◆ **EXERCISE DESCRIPTION**
Scan the entries for lines with the word "output" and copy those lines.

=== Section Start ===

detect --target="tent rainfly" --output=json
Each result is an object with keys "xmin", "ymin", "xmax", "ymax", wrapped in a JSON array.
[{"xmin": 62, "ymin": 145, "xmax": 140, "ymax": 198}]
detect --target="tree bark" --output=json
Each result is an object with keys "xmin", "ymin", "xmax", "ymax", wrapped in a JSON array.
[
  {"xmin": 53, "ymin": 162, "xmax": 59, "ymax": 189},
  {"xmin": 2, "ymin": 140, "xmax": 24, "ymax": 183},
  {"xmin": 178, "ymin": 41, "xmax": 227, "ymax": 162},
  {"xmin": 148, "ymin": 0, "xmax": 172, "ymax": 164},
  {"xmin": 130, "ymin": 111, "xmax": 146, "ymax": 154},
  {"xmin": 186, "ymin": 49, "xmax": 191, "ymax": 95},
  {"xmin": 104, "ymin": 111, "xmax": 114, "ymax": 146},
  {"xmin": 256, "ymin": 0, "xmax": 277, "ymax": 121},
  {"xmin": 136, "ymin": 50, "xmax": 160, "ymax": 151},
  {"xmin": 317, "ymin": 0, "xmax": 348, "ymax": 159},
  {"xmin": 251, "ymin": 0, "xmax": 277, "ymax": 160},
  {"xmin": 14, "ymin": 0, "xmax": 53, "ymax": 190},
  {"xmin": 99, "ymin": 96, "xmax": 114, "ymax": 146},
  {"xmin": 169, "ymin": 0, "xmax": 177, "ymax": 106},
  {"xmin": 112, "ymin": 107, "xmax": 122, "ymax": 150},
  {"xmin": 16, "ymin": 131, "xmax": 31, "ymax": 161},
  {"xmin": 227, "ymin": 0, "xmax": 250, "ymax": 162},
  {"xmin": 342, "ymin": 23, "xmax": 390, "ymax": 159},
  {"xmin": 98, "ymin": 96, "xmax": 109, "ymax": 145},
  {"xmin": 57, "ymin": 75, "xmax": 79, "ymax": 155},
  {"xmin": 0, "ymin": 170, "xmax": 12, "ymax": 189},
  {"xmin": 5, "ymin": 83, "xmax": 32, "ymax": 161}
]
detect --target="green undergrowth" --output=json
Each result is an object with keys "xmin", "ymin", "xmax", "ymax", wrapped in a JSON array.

=== Section End ===

◆ **RESPONSE BOX**
detect --target="tent rainfly" --output=json
detect --target="tree bark" --output=json
detect --target="green undergrowth" --output=json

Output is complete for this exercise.